--- EXCERPT PROVIDED ---
-- Opening Marker --

Don’t Shoot the Clinical Alarm Messenger — Improve How They Are Delivered and Managed!
Why have clinical alarms become so hazardous? There is a very valid reason: They can cause patient deaths. However, they are just the messengers; it’s not their fault they are being misused. Clinical fatigue and alarm-related events continue to plague hospitals and make front page news. The constant beeping of alarms and an overabundance of information transmitted by medical devices such as ventilators, blood pressure monitors and ECG machines are creating “alarm fatigue” that puts hospital patients at serious risk. A story reported by the Associated Press confirms this warning. According to the AP story, due to the constant beeping, some hospital workers are becoming “desensitized” to the alerts and are ignoring them at the peril of patients. At least two dozen deaths per year have been attributed to alarm fatigue.
Alarm fatigue is the result of the huge arsenal of patient monitors in hospitals that go off so often nurses become slower in their responses to the alarms. The frequency and variety of alarms demanding attention can be overwhelming, and it often becomes difficult to distinguish the urgency of an alarm, as all alarms tend to blend into the hospital’s background noise. No hospital is completely immune to alarm fatigue problems that can hinder the quality of patient care and in some cases lead to fatalities.

-- Closing Marker --

--- BRIEF 1 ---
List the medical devices that the alarm fatigue article gives as examples of devices transmitting too much information.
--- BRIEF 2 ---
Quote the alarm fatigue article word for word, from "Why have clinical" to "to alarm fatigue.".
--- BRIEF 3 ---
Continue the article on clinical alarm fatigue, picking up after its last sentence.

--- Source records ---
-- Opening Marker --

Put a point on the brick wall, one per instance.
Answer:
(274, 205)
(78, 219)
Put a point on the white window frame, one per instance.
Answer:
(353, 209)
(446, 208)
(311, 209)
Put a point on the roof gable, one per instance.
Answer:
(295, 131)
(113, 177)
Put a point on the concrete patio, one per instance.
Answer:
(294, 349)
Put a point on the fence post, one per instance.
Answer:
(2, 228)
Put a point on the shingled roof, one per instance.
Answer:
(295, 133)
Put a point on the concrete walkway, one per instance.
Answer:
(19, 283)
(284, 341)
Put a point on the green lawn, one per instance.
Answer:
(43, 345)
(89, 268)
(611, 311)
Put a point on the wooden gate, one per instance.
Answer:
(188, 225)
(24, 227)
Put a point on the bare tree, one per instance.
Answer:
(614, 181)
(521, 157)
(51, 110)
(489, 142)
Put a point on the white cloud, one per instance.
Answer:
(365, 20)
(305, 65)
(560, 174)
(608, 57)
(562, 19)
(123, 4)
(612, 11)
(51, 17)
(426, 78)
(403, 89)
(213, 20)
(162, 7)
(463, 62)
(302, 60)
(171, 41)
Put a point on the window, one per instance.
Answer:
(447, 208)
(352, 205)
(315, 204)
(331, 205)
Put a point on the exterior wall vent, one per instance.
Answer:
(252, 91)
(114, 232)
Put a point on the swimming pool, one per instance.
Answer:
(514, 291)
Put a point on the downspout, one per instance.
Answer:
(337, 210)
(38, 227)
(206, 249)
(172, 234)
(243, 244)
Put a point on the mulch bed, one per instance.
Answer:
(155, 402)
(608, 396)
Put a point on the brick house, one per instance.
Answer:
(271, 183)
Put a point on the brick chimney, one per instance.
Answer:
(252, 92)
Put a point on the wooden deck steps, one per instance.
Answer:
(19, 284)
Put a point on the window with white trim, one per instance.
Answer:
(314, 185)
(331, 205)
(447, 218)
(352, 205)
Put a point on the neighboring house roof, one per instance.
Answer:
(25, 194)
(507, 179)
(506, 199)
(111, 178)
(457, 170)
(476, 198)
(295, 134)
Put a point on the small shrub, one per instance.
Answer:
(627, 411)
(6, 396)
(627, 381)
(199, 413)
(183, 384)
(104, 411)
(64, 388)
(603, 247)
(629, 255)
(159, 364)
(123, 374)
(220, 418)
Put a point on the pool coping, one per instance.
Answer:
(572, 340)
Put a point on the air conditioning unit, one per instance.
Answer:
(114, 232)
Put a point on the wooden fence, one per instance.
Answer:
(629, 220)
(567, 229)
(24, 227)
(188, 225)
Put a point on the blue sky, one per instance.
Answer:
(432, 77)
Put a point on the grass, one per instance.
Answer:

-- Closing Marker --

--- EXPECTED OUTPUT 1 ---
ventilators, blood pressure monitors, ECG machines

--- EXPECTED OUTPUT 2 ---
Why have clinical alarms become so hazardous? There is a very valid reason: They can cause patient deaths. However, they are just the messengers; it’s not their fault they are being misused. Clinical fatigue and alarm-related events continue to plague hospitals and make front page news. The constant beeping of alarms and an overabundance of information transmitted by medical devices such as ventilators, blood pressure monitors and ECG machines are creating “alarm fatigue” that puts hospital patients at serious risk. A story reported by the Associated Press confirms this warning. According to the AP story, due to the constant beeping, some hospital workers are becoming “desensitized” to the alerts and are ignoring them at the peril of patients. At least two dozen deaths per year have been attributed to alarm fatigue.

--- EXPECTED OUTPUT 3 ---
Don’t blame the alarms; blame how they delivered and monitored by healthcare professionals. Alarm fatigue can be overcome if hospitals employ the proper technology and training. You can actually learn from your clinical alarms. If you are NOT analyzing your current clinical alarm statistics, alarm fatigue can set in and cause life-threatening alarms to be ignored. By studying the causes and sources of clinical alarms, you can discover why, where and when unnecessary alarms are occurring. Critical Response Systems (CRS) ResponseView Dashboard provides real time analytics on your alarm messaging. These analytics provide actionable results and information that you can use for training purposes to establish new procedures and processes to reduce unnecessary alarms.
One of Critical Response Systems’ major hospital clients has actually received an award for their work on alarm fatigue. The award was presented by the ECRI Institute, an independent, nonprofit organization that researches the best approaches to improving the safety, quality, and cost-effectiveness of patient care. The hospital uses the CRS critical alerting solution and the M1503 Pager to provides a dedicated system for enterprise-wide critical alerting that works to reduce alarm fatigue by combining excellent performance with reliability, helping to ensure that all critical alert alarms are handled properly.